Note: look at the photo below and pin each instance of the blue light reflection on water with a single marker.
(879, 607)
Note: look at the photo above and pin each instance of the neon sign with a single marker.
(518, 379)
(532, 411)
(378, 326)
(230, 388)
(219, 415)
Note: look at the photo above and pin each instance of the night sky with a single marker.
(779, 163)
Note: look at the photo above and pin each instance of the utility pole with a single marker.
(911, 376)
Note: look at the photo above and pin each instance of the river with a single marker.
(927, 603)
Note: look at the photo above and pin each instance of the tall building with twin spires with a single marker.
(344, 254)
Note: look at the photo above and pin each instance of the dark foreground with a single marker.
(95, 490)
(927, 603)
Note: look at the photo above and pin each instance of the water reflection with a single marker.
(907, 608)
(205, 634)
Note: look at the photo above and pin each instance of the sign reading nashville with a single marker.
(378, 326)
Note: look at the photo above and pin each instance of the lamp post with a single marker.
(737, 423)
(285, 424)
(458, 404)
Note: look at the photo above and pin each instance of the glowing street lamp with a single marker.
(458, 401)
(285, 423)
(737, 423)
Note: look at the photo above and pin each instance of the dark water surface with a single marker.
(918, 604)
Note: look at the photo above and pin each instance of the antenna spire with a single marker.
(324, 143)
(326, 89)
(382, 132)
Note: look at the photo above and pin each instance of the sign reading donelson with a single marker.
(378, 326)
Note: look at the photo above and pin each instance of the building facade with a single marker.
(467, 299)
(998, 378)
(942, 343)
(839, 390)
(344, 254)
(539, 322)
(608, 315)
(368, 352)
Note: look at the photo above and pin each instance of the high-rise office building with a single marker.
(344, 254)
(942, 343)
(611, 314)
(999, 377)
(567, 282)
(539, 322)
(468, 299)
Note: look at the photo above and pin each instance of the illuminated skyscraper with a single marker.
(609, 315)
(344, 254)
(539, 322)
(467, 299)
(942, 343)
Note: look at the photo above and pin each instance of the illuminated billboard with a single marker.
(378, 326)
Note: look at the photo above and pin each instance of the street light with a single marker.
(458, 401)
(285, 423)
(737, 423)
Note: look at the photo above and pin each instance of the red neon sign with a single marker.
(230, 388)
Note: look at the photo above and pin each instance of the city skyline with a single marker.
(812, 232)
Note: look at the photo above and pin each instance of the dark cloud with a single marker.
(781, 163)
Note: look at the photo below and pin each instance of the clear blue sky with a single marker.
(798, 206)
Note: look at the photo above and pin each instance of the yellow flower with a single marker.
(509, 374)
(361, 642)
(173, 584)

+ + +

* Exercise instructions *
Transcribe every record above so that nothing differs from the original.

* Response below *
Note: look at the photo below and pin each instance of the blue light reflection on water with a single marker.
(879, 607)
Note: look at the photo above and pin each instance of the neon sign with a single marker.
(518, 379)
(532, 411)
(378, 326)
(230, 388)
(219, 415)
Note: look at the photo above and pin each instance of the night sky with a single marker.
(779, 163)
Note: look at the photo above and pin each instance of the utility pole with a single marker.
(911, 376)
Note: look at the photo above and pin each instance of the river with a single marker.
(927, 603)
Note: look at the photo above and pin each instance of the tall building with twin spires with a single marker.
(344, 254)
Note: look at the photo above and pin each instance of the dark foreground with a single marker.
(95, 490)
(927, 603)
Note: look at the photo above and pin each instance of the water reflection with a single marker.
(907, 608)
(205, 634)
Note: look at the photo above and pin each instance of the sign reading nashville with a single marker.
(378, 326)
Note: look at the photo above and pin each instance of the lamp post with a single marker.
(737, 423)
(285, 424)
(458, 404)
Note: look at the photo above and pin each instance of the glowing street lamp with a single marker.
(458, 401)
(285, 423)
(737, 423)
Note: look at the photo above and pin each instance of the dark water surface with a single marker.
(918, 604)
Note: look at the photo above and pin each instance of the antenna spire with a single marker.
(324, 143)
(326, 89)
(382, 132)
Note: look at the photo above and pin each instance of the sign reading donelson with a single marker.
(378, 326)
Note: look at the photo above and pin each instance of the building facade with a single marker.
(467, 299)
(998, 378)
(942, 343)
(839, 390)
(344, 254)
(539, 322)
(608, 315)
(368, 352)
Note: look at the photo above and pin each instance of the high-rise office building with a single marker.
(344, 254)
(942, 343)
(611, 314)
(999, 377)
(567, 282)
(539, 322)
(468, 299)
Note: look at the photo above and pin each instance of the illuminated skyscraper with a single marker.
(609, 315)
(344, 254)
(539, 322)
(467, 299)
(942, 343)
Note: look at the photo above and pin each instance of the illuminated billboard with a single marker.
(378, 326)
Note: look at the photo above and pin each instance of the street light with a single marker.
(458, 401)
(285, 423)
(737, 423)
Note: look at the photo above and pin each instance of the red neon sign with a single marker.
(230, 388)
Note: look at the photo above and pin each instance of the city skyline with a single marker.
(812, 232)
Note: look at the photo above and pin each instance of the dark cloud with a single marker.
(781, 163)
Note: look at the photo below and pin each instance of the clear blue sky with a single marker.
(798, 206)
Note: look at the photo above and pin each instance of the yellow flower with a single marker.
(509, 374)
(361, 642)
(173, 584)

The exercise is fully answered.